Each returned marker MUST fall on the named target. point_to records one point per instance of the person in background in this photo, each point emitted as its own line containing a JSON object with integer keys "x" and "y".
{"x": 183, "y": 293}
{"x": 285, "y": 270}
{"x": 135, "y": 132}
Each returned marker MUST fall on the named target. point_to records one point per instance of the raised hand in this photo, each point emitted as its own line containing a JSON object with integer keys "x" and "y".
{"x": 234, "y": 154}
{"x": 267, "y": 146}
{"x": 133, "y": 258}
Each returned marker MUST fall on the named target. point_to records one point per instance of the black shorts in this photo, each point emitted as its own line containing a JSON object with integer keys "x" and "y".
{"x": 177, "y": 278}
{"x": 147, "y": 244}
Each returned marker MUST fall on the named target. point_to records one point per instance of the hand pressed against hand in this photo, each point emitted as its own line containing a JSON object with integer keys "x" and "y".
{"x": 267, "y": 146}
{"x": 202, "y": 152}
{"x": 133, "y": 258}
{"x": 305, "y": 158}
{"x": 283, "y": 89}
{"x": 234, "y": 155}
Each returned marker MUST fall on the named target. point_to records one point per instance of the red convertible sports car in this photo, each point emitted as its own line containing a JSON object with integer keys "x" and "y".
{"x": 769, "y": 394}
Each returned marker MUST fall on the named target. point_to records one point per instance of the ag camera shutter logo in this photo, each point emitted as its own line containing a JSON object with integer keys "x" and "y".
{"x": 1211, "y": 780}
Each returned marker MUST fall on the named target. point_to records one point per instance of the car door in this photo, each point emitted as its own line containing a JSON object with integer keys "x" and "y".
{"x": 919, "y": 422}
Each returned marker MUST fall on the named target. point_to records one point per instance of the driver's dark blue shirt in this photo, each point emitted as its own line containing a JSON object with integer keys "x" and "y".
= = = =
Repeat, with no changes, each line from the one with "of the hand" to the end of the listing, including both ends and nothing else.

OUTPUT FOR THIS EXERCISE:
Each returned marker MUST fall on the named target. point_to records one point per instance of the hand pressed against hand in this photo, each point emitted as its own line containing a JSON object with integer keys "x" and "y".
{"x": 267, "y": 146}
{"x": 202, "y": 152}
{"x": 133, "y": 258}
{"x": 305, "y": 158}
{"x": 283, "y": 89}
{"x": 234, "y": 155}
Each returned marker MUST fall on the named target. point_to records one point per instance of the red convertible sports car in this photo, each point emitted as its own line containing a JSON object with integer keys "x" and "y".
{"x": 769, "y": 394}
Each returned marker MUST fall on the named target. point_to records one point per instance of the ag camera shutter logo in this photo, each point emitted as its own line containing a JSON object with integer keys "x" and "y".
{"x": 1211, "y": 780}
Each returned marker MUST fall on the named target. point_to records one point per instance of the car door in this photo, each point emitted as its own line containing a JSON object with integer keys "x" and "y".
{"x": 919, "y": 422}
Each returned marker MUST fall on the named target. point_to records one point per instance of the driver's dark blue shirt in this photo, each point emitted as its own line containing a JSON object with integer keys "x" and "y".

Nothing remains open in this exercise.